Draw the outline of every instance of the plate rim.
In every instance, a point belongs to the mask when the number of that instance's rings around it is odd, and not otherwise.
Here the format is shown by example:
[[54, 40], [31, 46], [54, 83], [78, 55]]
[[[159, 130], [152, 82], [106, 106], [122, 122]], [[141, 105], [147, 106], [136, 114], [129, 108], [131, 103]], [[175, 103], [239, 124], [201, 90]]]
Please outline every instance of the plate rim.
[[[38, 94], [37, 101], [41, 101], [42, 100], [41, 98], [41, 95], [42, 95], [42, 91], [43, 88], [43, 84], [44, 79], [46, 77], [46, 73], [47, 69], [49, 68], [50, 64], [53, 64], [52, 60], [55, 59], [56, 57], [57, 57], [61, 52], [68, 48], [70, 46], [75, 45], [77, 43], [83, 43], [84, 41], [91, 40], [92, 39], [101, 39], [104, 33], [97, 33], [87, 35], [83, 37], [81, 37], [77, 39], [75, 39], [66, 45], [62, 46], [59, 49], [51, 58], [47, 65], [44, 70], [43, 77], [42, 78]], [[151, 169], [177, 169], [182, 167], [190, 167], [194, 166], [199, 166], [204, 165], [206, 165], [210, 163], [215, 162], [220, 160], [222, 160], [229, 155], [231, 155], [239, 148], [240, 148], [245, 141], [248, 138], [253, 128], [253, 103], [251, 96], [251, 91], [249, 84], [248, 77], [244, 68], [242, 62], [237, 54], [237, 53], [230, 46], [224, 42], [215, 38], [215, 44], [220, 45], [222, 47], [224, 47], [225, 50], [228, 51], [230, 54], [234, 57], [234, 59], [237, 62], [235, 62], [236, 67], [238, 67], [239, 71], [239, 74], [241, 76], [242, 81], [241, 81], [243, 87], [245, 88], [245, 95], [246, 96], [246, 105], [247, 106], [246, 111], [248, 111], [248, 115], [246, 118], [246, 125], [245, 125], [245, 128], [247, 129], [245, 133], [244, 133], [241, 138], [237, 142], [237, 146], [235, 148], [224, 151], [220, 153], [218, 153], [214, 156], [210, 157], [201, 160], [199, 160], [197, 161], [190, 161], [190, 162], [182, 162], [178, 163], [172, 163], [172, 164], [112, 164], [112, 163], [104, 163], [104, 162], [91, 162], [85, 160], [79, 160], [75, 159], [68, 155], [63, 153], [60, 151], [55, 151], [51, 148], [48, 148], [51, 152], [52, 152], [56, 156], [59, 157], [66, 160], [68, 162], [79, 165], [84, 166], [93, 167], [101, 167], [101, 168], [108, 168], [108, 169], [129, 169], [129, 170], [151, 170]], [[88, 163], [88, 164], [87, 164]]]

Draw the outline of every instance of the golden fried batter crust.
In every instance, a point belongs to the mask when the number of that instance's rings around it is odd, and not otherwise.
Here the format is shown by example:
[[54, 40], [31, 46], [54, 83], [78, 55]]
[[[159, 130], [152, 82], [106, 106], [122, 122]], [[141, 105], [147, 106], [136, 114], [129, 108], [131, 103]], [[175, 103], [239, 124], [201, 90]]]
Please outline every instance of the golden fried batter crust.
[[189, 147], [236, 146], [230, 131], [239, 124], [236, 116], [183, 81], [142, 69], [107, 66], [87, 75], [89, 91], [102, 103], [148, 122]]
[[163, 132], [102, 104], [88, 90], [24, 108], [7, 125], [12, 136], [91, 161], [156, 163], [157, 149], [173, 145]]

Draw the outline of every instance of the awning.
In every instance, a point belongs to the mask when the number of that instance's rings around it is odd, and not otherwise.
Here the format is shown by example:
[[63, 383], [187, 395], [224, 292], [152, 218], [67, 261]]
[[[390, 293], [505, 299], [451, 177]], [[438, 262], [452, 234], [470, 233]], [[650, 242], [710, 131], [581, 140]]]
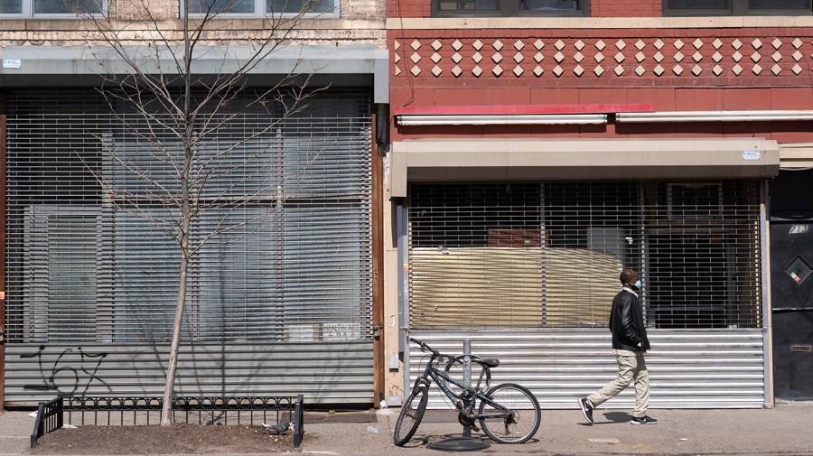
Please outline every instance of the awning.
[[392, 197], [407, 181], [757, 179], [776, 176], [763, 138], [416, 139], [393, 143]]

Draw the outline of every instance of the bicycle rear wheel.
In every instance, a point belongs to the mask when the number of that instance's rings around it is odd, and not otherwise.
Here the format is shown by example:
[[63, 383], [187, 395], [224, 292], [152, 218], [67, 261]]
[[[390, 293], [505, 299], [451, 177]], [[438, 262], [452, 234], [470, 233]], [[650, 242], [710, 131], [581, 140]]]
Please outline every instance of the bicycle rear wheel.
[[500, 443], [522, 443], [537, 433], [542, 422], [539, 403], [525, 386], [514, 383], [498, 385], [481, 399], [480, 425]]
[[429, 400], [428, 389], [425, 385], [416, 386], [401, 405], [401, 413], [398, 414], [392, 436], [396, 445], [404, 446], [417, 431], [424, 418], [424, 412], [426, 411], [426, 401]]

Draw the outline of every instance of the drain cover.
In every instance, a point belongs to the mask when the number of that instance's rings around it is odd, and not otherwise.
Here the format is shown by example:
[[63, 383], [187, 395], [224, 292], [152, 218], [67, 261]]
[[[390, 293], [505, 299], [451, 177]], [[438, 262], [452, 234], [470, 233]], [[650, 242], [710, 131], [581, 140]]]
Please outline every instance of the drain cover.
[[441, 451], [479, 451], [491, 445], [474, 437], [446, 437], [426, 445], [431, 450]]

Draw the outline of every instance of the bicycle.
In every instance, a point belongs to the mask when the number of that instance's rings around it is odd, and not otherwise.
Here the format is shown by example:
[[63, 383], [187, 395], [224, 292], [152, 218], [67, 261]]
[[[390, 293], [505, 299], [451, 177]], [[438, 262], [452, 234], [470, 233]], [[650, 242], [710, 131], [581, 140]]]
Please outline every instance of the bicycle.
[[[412, 392], [401, 405], [393, 434], [396, 445], [403, 446], [417, 431], [426, 410], [432, 380], [454, 404], [458, 411], [457, 421], [463, 426], [471, 426], [477, 431], [474, 423], [479, 421], [486, 435], [499, 443], [523, 443], [537, 433], [542, 413], [539, 403], [528, 388], [515, 383], [503, 383], [489, 389], [491, 369], [500, 365], [499, 359], [472, 355], [444, 355], [422, 340], [409, 338], [409, 341], [420, 345], [421, 351], [430, 356], [424, 373], [415, 380]], [[477, 385], [472, 387], [466, 386], [450, 375], [453, 369], [460, 368], [467, 360], [481, 368]], [[441, 370], [444, 361], [445, 367]]]

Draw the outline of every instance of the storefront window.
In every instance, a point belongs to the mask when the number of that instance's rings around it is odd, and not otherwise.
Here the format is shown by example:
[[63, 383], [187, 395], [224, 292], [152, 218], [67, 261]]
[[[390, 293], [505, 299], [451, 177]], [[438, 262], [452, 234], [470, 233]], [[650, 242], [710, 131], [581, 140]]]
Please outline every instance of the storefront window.
[[665, 15], [803, 15], [810, 0], [664, 0]]

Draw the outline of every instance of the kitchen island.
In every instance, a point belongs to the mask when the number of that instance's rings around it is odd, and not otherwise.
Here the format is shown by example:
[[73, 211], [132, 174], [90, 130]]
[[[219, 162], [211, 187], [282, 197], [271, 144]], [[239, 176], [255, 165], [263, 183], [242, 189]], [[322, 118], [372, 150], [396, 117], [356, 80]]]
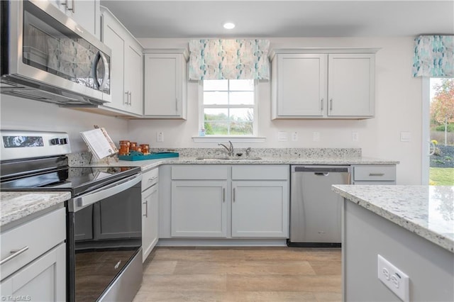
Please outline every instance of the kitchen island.
[[344, 197], [344, 301], [401, 301], [378, 279], [379, 255], [409, 277], [404, 301], [454, 301], [454, 186], [333, 190]]

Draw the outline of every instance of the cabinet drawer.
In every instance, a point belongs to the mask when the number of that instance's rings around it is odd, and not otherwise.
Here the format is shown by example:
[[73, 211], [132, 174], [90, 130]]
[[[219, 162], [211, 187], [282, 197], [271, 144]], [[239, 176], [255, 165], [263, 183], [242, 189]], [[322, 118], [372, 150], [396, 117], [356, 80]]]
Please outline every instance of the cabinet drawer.
[[395, 181], [396, 166], [354, 166], [353, 180]]
[[253, 164], [232, 166], [232, 179], [288, 180], [289, 166]]
[[142, 191], [150, 188], [158, 181], [159, 169], [155, 168], [142, 173]]
[[11, 251], [28, 247], [0, 266], [3, 279], [65, 240], [65, 209], [62, 208], [40, 216], [2, 233], [0, 237], [2, 260], [12, 255]]
[[229, 177], [230, 166], [188, 165], [172, 166], [172, 179], [216, 180]]

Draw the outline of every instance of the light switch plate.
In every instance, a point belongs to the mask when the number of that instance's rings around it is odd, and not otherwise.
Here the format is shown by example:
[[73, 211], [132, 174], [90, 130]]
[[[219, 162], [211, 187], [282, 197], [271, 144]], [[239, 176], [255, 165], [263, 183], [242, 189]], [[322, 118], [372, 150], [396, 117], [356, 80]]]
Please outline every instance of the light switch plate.
[[377, 255], [377, 276], [388, 289], [404, 302], [410, 301], [410, 278], [394, 264]]
[[411, 140], [411, 133], [408, 131], [403, 131], [400, 133], [400, 141], [401, 142], [409, 142]]
[[314, 140], [314, 142], [319, 142], [320, 141], [320, 133], [319, 132], [314, 132], [314, 133], [312, 133], [312, 140]]

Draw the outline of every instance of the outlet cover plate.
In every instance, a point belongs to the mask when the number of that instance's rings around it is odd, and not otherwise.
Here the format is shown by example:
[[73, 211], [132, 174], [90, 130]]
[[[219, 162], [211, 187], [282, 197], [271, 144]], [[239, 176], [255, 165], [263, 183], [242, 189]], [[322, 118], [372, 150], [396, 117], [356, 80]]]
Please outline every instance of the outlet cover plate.
[[377, 264], [378, 279], [402, 301], [409, 302], [410, 278], [380, 255]]

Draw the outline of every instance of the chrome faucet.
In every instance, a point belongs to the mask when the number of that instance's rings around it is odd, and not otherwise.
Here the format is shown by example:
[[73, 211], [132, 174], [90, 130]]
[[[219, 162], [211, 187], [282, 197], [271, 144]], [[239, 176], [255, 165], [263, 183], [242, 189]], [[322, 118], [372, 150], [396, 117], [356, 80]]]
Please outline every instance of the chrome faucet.
[[229, 143], [229, 146], [228, 147], [227, 147], [224, 144], [221, 144], [221, 142], [219, 142], [218, 144], [218, 146], [222, 146], [222, 147], [225, 147], [226, 149], [227, 149], [227, 152], [228, 154], [228, 156], [233, 156], [233, 144], [232, 144], [232, 142], [231, 142], [230, 140], [228, 141], [228, 143]]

---

> [Exercise] Rewrite the data above as a JSON list of strings, covering everything from the line containing "Draw the outline of every instance of the cabinet" down to the line containing "Please outline every instance of the cabinet", both lines included. Use one string per line and leave out any blank lines.

> [Solution for this task]
[
  "Draw the outline of every instance of the cabinet drawer.",
  "In every instance, a point belongs to the mask when the number of that instance's rings around it is odd, and not otherwise.",
  "Here the format is shown by example:",
  "[[73, 211], [132, 174], [90, 130]]",
  "[[[219, 162], [211, 187], [282, 197], [271, 144]], [[239, 176], [255, 165], [263, 183], [242, 189]], [[322, 118], [372, 150], [396, 117], [356, 80]]]",
  "Please outline every instance of the cabinet drawer."
]